→ EXTRAIT DU DOCUMENT:

+++++

Tyef : Comme beaucoup de sujets en politique, il y a la com’ et les actes (les lois votées, appliquées, etc…). Pour faire la différence entre les deux, pas d’autre choix que s’en remettre (là encore) à l’intelligence des citoyens…
© Volpi/Tyef chez Y.I.L. Éditions
Des lectures, des films à conseiller ?
David : La liste est trèèès longue ! Mais je vais vous conseiller mes coups de coeur.
En romans, il y a Dogsland de Tim Willock; Jonathan Livingston, le goéland de Richard Bach; Le sang des dauphins noirs d’Elena Sender et Abysses de Frank Schatzing.
En BD, Shangri-La de Matthieu Bablet; Sweet Tooth de Jeff Lemire; Des animaux et des bêtes de Bebb et Tatanka de Joël Callède, Gaël Séjourné et Jean Verney.
© Mathieu Bablet chez Ankama
Enfin, au cinéma, Powder de Victor Salva, White God de Kornél Mundruczó, White Dog de Samuel Fuller et The Plague dogs de Martin Rosen
Peut-on dire que ce sujet vous a « bouffé », que vous n’avez pas arrêté de vouloir en savoir plus ?

+++++

→ DONNÉES FOURNIES:
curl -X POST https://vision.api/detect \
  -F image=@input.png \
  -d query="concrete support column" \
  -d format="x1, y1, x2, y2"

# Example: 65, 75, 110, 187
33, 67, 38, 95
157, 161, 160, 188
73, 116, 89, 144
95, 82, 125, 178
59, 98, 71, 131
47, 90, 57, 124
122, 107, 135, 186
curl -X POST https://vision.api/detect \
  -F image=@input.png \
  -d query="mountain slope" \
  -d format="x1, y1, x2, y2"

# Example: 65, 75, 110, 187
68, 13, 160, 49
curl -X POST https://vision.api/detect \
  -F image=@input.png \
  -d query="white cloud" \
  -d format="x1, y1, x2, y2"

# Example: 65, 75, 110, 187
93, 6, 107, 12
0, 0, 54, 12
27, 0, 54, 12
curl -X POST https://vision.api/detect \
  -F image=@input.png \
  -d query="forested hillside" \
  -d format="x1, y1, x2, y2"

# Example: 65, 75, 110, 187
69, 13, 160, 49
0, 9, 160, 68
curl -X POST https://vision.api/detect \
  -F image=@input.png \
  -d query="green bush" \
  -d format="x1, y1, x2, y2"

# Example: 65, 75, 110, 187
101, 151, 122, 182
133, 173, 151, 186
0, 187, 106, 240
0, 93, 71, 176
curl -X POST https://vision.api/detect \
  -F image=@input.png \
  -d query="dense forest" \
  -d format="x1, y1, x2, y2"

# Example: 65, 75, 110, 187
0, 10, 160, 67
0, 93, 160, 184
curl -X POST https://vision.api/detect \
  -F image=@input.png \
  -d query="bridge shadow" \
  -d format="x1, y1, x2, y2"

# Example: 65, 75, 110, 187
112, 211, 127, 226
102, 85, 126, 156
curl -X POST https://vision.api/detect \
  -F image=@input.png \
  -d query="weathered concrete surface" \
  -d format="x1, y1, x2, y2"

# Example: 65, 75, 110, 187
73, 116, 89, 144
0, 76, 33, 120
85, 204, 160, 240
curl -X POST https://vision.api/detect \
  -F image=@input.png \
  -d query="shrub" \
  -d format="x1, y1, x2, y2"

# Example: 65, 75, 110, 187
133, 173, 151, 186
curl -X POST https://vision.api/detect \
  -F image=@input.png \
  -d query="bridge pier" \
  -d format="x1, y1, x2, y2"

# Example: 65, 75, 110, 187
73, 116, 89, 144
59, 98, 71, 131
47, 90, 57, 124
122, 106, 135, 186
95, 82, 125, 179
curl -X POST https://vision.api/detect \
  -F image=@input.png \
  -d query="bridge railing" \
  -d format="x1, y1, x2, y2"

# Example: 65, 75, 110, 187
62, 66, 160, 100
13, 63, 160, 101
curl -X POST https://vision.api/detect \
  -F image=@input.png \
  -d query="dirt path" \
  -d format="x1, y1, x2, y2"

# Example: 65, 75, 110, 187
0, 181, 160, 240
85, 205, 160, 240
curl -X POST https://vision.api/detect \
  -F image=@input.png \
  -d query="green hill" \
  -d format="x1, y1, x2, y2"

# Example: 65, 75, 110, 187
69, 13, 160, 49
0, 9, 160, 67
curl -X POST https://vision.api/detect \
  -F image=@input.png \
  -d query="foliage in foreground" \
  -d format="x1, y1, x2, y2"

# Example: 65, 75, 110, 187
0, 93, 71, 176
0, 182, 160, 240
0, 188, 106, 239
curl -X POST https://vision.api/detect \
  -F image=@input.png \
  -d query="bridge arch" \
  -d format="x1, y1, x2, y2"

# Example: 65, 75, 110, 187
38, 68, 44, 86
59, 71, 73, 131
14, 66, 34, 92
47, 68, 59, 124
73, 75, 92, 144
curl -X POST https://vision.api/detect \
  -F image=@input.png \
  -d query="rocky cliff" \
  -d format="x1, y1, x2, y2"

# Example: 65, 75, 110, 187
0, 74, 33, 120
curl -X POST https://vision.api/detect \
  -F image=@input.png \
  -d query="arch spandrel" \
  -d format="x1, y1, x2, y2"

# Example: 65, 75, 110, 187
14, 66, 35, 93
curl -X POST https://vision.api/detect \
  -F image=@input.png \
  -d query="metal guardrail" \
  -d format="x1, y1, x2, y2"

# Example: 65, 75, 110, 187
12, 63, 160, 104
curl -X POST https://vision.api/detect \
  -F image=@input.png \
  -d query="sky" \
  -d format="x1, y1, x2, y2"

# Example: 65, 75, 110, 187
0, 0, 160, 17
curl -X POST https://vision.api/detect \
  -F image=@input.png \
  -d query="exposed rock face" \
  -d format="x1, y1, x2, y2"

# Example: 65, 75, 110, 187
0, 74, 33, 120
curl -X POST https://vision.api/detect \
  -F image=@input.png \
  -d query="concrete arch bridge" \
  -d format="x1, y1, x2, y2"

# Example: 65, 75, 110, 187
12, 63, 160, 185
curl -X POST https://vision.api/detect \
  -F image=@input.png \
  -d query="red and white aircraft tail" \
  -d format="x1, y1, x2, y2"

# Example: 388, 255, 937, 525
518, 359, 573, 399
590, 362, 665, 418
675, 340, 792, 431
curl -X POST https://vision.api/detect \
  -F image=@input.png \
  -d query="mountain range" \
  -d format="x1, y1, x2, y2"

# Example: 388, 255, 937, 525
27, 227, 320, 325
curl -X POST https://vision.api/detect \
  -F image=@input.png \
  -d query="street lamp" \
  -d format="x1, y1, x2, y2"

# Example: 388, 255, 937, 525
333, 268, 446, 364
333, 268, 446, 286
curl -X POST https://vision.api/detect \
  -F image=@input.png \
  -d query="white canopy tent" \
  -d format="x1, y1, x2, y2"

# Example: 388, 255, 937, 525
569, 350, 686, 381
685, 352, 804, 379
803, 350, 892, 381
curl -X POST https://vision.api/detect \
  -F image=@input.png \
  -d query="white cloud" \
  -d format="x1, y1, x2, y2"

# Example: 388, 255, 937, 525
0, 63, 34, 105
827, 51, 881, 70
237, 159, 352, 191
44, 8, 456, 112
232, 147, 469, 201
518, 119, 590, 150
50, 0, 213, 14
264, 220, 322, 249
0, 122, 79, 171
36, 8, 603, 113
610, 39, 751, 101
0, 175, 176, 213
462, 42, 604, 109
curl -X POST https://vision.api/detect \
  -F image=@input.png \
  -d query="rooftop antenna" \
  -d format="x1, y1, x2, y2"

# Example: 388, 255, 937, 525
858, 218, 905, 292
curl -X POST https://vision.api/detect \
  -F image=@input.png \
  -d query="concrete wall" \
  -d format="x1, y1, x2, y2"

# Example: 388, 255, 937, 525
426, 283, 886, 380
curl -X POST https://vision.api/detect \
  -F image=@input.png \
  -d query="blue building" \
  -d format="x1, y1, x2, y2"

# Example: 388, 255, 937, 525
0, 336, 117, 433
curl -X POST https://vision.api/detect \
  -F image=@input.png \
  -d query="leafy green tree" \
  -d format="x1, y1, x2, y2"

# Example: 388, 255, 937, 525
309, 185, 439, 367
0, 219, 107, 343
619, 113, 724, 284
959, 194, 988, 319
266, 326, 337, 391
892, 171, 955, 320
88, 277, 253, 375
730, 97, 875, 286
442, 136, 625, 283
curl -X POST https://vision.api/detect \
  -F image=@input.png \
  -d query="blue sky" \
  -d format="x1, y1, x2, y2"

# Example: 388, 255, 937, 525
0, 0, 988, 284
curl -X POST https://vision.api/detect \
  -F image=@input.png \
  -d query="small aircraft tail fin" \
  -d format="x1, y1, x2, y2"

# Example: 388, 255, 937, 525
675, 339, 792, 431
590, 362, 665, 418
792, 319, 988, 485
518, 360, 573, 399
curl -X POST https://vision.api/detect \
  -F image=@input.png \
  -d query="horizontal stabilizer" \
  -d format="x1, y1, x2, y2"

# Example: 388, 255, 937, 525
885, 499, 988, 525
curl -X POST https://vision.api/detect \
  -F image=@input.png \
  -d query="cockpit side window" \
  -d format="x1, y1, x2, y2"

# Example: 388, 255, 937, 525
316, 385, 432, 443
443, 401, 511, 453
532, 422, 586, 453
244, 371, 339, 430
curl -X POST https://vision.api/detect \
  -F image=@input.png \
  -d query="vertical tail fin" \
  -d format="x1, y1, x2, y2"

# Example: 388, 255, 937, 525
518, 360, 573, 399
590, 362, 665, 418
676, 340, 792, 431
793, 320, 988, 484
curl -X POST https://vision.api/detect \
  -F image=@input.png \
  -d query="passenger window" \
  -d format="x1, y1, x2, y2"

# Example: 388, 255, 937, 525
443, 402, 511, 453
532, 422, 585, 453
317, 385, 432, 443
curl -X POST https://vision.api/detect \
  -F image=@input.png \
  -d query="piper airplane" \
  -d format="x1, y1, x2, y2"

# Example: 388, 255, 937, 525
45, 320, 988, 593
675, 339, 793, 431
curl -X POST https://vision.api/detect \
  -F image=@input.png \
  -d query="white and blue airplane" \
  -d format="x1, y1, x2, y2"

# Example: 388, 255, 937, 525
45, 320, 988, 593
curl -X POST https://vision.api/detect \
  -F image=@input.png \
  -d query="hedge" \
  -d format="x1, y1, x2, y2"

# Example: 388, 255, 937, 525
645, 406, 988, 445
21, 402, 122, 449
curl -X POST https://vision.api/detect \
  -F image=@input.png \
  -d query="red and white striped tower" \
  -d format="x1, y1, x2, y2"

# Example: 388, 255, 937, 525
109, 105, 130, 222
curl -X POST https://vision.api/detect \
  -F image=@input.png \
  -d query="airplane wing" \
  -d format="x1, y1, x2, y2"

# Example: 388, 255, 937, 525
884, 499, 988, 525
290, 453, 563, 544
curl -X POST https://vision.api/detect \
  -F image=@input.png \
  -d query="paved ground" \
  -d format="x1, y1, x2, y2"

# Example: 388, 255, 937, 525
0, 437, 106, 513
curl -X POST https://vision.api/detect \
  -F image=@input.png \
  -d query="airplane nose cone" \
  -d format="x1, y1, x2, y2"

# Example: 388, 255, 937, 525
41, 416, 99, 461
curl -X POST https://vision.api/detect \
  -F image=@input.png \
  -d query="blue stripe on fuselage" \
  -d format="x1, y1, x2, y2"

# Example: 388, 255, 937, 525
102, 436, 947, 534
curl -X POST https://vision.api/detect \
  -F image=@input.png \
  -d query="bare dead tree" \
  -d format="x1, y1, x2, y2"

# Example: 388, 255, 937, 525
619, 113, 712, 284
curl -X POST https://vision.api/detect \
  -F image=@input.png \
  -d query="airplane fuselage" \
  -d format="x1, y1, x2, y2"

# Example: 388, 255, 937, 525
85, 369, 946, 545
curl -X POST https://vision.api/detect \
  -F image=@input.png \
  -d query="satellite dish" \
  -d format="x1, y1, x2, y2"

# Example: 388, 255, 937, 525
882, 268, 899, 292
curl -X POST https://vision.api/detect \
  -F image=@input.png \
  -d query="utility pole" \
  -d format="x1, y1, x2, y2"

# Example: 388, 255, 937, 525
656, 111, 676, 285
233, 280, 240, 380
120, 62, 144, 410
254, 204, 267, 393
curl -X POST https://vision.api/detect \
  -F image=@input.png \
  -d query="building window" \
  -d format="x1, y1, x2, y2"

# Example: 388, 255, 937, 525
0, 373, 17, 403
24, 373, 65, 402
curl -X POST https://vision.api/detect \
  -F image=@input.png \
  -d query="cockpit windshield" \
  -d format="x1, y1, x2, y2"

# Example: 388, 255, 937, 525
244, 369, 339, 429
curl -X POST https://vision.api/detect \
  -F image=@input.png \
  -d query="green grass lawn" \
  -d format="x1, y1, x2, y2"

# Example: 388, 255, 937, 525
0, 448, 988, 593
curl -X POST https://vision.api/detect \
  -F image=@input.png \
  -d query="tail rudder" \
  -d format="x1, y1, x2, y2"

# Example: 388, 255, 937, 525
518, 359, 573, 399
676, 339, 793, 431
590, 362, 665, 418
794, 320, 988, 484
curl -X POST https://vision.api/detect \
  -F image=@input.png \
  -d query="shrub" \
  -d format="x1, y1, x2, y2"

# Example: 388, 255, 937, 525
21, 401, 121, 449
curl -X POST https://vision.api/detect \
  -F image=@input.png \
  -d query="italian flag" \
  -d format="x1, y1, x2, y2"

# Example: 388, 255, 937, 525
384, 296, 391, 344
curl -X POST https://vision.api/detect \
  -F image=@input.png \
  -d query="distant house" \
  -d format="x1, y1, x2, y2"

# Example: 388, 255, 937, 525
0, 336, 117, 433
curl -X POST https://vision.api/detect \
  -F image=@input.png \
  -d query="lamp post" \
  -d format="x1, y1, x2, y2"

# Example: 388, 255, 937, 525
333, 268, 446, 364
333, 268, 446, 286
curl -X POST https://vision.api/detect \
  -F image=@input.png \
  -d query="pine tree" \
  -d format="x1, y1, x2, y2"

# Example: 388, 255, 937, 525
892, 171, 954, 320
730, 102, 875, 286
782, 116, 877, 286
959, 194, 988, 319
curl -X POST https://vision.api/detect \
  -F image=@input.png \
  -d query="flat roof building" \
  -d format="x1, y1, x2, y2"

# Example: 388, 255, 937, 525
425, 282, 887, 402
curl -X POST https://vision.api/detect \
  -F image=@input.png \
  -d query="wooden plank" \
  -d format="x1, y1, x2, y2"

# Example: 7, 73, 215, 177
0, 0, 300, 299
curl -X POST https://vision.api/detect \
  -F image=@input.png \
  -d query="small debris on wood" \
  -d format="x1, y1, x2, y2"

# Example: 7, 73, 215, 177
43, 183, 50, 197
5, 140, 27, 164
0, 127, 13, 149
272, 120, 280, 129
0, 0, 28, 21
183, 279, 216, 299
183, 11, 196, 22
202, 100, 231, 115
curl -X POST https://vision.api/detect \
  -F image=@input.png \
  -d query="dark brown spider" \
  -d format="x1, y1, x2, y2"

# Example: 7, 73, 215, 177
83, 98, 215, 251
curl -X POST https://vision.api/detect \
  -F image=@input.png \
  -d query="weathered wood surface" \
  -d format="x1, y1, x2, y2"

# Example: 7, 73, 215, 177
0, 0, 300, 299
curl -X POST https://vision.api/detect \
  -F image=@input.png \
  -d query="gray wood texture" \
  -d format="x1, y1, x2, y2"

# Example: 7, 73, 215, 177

+++++

Selon l'extrait du document, pourquoi Tyef dit-il qu'il faut s'en remettre à l'intelligence des citoyens en politique ? Répondez en une à trois phrases.

→ RÉPONSE: En politique, il y a d'un côté la com' et de l'autre les actes, c'est-à-dire les lois votées et appliquées. Pour faire la différence entre les deux, il n'y a pas d'autre choix que de s'en remettre à l'intelligence des citoyens.